SET PROBLEM: Count the lines in the listing below that contain the word "face", and give only that number.

Segmentation dataset excerpts

==================================================

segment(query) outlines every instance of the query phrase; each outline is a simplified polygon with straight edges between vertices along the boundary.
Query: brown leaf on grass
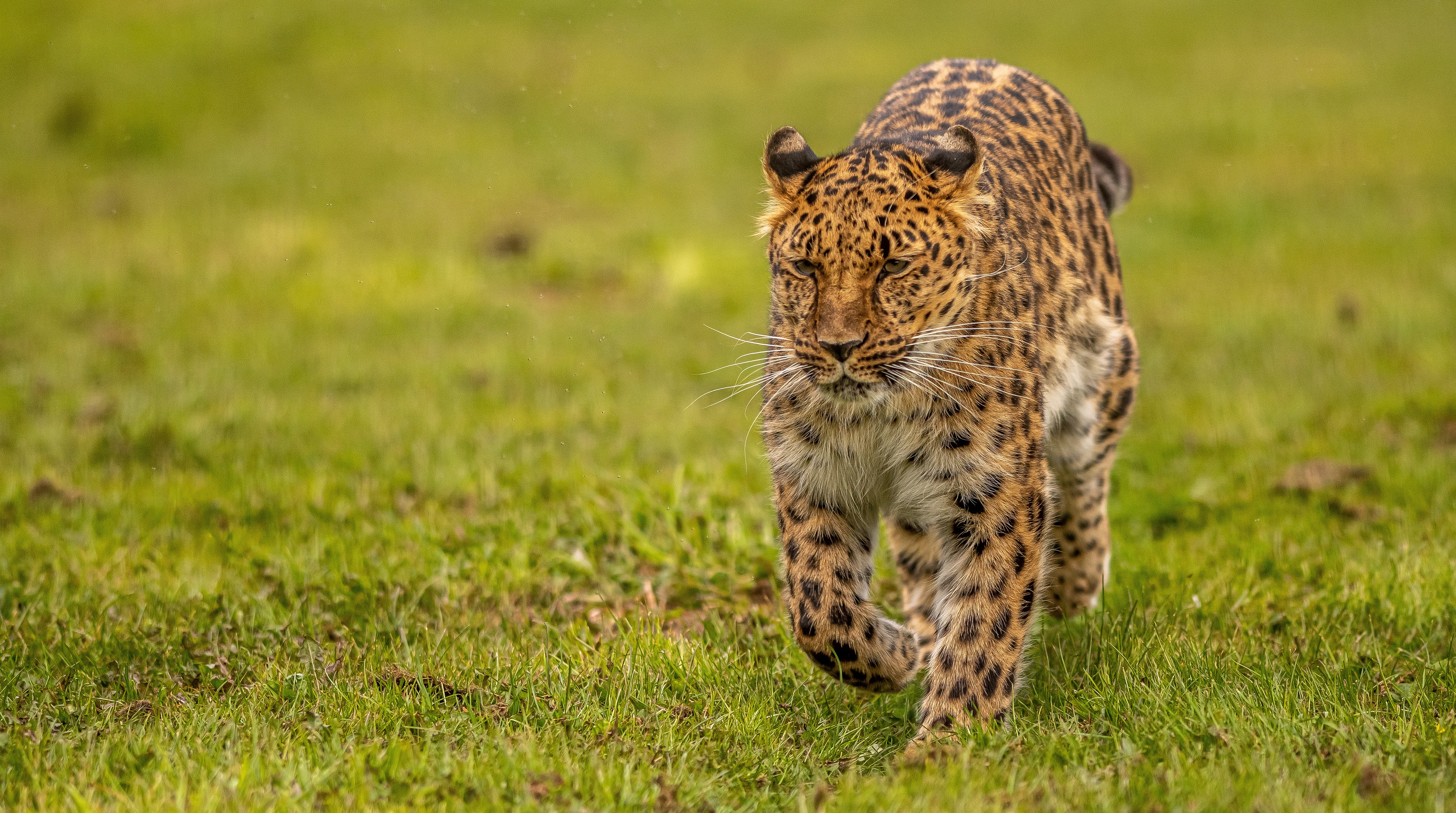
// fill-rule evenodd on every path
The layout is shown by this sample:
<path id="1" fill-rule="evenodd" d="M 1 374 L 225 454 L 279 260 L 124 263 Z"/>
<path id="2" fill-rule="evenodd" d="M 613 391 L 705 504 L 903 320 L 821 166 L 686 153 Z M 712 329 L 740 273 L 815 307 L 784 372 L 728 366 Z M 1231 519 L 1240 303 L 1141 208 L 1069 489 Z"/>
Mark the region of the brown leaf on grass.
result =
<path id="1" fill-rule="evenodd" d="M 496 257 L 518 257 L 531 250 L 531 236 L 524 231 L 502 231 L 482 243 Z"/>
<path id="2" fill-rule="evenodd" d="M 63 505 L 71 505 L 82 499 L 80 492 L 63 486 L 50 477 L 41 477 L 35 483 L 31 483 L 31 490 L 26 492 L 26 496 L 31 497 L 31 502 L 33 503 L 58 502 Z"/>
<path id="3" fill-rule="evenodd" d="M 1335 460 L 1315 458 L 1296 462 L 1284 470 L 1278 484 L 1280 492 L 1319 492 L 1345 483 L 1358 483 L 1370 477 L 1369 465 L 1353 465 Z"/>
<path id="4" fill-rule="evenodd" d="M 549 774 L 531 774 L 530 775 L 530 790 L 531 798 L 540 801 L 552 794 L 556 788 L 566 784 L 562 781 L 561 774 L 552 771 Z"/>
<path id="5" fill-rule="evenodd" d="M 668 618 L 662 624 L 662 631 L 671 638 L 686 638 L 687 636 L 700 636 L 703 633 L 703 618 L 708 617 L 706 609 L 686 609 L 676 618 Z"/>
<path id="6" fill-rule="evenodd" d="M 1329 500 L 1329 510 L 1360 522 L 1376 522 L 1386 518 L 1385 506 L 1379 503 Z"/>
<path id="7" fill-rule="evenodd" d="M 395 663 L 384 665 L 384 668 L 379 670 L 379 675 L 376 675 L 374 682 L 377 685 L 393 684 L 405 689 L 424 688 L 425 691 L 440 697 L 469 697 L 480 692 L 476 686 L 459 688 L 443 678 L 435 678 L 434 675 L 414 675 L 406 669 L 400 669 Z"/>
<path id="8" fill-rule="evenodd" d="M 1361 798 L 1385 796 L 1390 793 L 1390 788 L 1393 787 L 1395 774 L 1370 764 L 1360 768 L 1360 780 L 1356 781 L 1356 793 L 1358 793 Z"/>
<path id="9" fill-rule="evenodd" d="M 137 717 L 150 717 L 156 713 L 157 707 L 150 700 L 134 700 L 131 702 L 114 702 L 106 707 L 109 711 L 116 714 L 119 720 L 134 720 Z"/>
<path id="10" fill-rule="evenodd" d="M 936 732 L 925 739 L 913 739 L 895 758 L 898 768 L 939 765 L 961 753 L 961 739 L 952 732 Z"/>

==================================================

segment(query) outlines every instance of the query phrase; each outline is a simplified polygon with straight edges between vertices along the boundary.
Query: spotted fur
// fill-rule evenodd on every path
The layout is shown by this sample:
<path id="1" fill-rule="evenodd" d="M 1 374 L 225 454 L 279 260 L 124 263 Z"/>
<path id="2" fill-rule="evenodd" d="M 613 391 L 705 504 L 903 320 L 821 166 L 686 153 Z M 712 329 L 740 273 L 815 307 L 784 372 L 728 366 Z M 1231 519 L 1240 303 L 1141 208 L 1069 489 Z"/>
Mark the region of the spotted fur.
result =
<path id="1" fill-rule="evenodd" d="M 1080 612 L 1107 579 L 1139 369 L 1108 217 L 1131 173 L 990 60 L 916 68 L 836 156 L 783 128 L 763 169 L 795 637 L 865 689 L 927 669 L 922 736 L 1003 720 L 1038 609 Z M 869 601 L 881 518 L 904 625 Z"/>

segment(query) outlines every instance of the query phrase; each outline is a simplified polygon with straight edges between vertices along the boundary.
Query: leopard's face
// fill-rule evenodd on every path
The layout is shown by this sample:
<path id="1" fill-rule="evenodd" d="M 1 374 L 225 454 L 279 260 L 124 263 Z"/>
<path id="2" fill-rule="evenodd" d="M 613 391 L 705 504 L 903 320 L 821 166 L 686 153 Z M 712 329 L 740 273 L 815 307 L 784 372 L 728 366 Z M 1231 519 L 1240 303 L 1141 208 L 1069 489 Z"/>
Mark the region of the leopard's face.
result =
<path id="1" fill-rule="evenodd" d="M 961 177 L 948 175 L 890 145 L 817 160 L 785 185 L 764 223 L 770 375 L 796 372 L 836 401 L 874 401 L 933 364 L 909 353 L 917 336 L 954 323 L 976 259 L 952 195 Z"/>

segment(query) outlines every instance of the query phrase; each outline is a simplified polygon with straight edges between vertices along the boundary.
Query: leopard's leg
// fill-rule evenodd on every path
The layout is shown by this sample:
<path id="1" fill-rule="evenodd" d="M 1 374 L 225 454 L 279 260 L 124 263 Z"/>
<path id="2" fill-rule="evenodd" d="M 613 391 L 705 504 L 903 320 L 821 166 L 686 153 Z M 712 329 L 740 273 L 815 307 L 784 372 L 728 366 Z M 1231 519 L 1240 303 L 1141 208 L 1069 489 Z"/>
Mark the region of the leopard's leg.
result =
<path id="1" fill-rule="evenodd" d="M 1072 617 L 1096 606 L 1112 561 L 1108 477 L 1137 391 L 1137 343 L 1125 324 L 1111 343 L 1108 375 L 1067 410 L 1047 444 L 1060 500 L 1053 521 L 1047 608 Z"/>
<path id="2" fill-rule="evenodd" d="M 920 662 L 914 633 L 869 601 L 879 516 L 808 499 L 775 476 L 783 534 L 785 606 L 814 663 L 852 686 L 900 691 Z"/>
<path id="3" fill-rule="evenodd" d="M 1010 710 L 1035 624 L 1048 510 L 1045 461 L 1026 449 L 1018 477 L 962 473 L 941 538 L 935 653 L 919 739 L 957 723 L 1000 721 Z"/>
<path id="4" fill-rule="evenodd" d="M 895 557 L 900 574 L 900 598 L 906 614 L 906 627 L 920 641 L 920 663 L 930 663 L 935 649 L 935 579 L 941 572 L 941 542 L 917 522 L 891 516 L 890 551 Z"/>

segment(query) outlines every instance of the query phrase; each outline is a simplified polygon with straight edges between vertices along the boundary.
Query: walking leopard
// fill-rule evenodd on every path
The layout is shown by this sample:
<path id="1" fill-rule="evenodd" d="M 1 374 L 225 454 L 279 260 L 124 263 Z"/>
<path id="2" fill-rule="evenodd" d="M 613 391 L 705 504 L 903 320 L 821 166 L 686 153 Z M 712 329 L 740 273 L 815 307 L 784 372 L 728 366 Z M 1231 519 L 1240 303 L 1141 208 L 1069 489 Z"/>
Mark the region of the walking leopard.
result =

==================================================

RESPONSE: 2